Stated goal 1:
Decide whether each statement agrees with the road diet article below: (a) the community survey found that 91% of cyclists felt the street to be unsafe; (b) Hennepin County adopted its Complete Streets Policy in 2012; (c) Broadway Street NE is being resurfaced to stay the same as it is now. For each statement, answer yes or no and quote the words of the article that settle it.

[BEGIN Source excerpt]

I’m going to posit that most readers of streets.mn are familiar with the four-lane death road and the very easy method of fixing them, the four-to-three-lane conversion or “road diet”. The road diet is one of those rare free wins in the area of public discourse, or it should be: a solution to dangerous and pedestrian-hostile streets that has limited effect on traffic throughput for all but the busiest streets, generally makes the driving experience more pleasant, and costs basically nothing at all – especially if the road is already undergoing the process of a mill-and-overlay restoration.
The recent Vision Zero Crash study conducted by Minneapolis Public Works revealed that our roads are twice as dangerous as those in New York City; that of our dangerous roads, the most menacing were the four-lane roads divided only by paint; and that the “majority of severe crashes involving pedestrians happen on roughly 5 percent of the city’s streets” – “severe crashes” being those that cause death and life-altering injury. Broadway Street in Northeast Minneapolis is one of these streets.
Concurrently, a recent community survey by area neighborhood groups found that the status quo is not working for residents, with 61% of pedestrians and 91% of cyclists feeling the street to be “unsafe”. Broadway St. NE already contains a narrow railroad bridge that doesn’t safely allow two cars to fit side-by-side, and functions as some kind of macabre car-and-cyclist-smashing machine.
Luckily, Broadway Street NE is undergoing a mill-and-overlay within the next two years. The street is controlled by Hennepin County, which adopted a Complete Streets Policy in 2009, and is located in a relatively progressive city which also has a Complete Streets Policy. At a moment in time when walking and biking are necessary to prevent “rapid, far-reaching and unprecedented changes in all aspects of society” due to climate change, the county is seizing this opportunity to make it safer.
Oops, no, they’re not. Sorry. They’re actually resurfacing it to be exactly the same as it is now.
Why? Well, let’s get a little insight into the mind of the Hennepin County traffic engineer, from a presentation at the City Engineers Association of Minnesota a few years ago. The first slide discusses “issues with the term ‘road diet’”:
“Some advocacy groups and special interest organizations generally view 3-lane roads as being important for traffic calming, active living, and complete streets initiatives – occasionally, this has added a political overtone to the discussion.”

[END Source excerpt]
[BEGIN Data]

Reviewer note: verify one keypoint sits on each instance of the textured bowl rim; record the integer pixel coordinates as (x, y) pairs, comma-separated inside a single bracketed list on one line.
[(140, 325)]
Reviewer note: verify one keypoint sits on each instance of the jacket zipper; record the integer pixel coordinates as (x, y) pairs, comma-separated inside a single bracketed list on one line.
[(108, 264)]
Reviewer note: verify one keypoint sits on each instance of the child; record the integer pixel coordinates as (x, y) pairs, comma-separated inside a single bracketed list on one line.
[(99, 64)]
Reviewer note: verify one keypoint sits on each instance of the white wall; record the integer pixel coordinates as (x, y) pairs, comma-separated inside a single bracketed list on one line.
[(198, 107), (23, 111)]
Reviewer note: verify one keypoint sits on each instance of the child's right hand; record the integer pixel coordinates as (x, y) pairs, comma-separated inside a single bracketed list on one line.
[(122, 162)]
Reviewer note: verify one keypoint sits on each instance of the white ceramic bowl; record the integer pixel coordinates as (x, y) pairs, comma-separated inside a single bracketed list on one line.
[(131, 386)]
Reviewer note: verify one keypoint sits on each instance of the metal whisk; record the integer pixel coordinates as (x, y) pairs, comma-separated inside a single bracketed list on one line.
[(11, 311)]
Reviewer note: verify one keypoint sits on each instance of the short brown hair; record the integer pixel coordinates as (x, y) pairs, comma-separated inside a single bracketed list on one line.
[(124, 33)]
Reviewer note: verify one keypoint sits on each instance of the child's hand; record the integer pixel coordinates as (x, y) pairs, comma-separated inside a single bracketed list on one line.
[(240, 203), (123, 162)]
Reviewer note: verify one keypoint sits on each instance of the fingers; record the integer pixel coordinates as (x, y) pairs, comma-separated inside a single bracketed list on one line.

[END Data]

Stated goal 2:
Reproduce word for word the rows above, starting with the first row and ending with the line that contains "[(108, 264)]", including that line.

Task result 1:
(a) Yes: "61% of pedestrians and 91% of cyclists feeling the street to be “unsafe”"
(b) No: "which adopted a Complete Streets Policy in 2009"
(c) Yes: "They’re actually resurfacing it to be exactly the same as it is now."

Task result 2:
Reviewer note: verify one keypoint sits on each instance of the textured bowl rim; record the integer pixel coordinates as (x, y) pairs, comma-separated inside a single bracketed list on one line.
[(140, 325)]
Reviewer note: verify one keypoint sits on each instance of the jacket zipper; record the integer pixel coordinates as (x, y) pairs, comma-separated inside a single bracketed list on one line.
[(108, 264)]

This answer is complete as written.